* **Extract**
Gilgamesh Skytrooper
Gilgamesh Skytrooper

Reputation: 582

Trouble with getting correct tag for 256-bit AES GCM encryption in Node.js

I need to write the reverse (encryption) of the following decryption function:

const crypto = require('crypto');

let AESDecrypt = (data, key) => {
  const decoded = Buffer.from(data, 'binary');

  const nonce = decoded.slice(0, 16);
  const ciphertext = decoded.slice(16, decoded.length - 16);
  const tag = decoded.slice(decoded.length - 16);

  let decipher = crypto.createDecipheriv('aes-256-gcm', key, nonce);
  decipher.setAuthTag(tag)

* **Dataset records**
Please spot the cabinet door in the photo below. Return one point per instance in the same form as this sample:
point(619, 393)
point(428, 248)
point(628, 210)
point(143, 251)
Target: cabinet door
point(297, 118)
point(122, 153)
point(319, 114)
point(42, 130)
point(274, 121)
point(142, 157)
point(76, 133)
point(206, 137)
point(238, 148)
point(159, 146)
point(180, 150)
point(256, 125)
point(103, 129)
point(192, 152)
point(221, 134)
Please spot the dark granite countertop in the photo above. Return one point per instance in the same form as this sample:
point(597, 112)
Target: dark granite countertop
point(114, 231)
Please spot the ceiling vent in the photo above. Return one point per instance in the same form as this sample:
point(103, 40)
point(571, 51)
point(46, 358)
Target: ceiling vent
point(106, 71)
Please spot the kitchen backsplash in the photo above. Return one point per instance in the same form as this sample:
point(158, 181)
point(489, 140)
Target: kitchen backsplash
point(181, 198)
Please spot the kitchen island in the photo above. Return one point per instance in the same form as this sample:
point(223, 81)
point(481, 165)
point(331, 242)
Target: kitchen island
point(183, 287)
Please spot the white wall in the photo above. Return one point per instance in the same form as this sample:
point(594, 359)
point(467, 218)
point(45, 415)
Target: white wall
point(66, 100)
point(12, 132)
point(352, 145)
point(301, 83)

* **Set tasks**
a. Answer these questions about the forum post above:
(i) Which encryption does its title name?
(ii) Which module does the code load with require?
(iii) Which bytes of the decoded buffer form the nonce?
b. Reproduce the forum post's code, beginning at the line that has "let AESDecrypt = (data, key)" and stopping after "decipher.setAuthTag(tag)", and switch every "nonce" to "iv".
c. Translate this sentence from the forum post into French: "I need to write the reverse (encryption) of the following decryption function:"

* **Task-by-task answers**
a.
(i) 256-bit AES GCM encryption in Node.js.
(ii) crypto
(iii) The first 16 bytes (decoded.slice(0, 16)).

b.
let AESDecrypt = (data, key) => {
  const decoded = Buffer.from(data, 'binary');

  const iv = decoded.slice(0, 16);
  const ciphertext = decoded.slice(16, decoded.length - 16);
  const tag = decoded.slice(decoded.length - 16);

  let decipher = crypto.createDecipheriv('aes-256-gcm', key, iv);
  decipher.setAuthTag(tag)

c. Je dois écrire l'inverse (le chiffrement) de la fonction de déchiffrement suivante :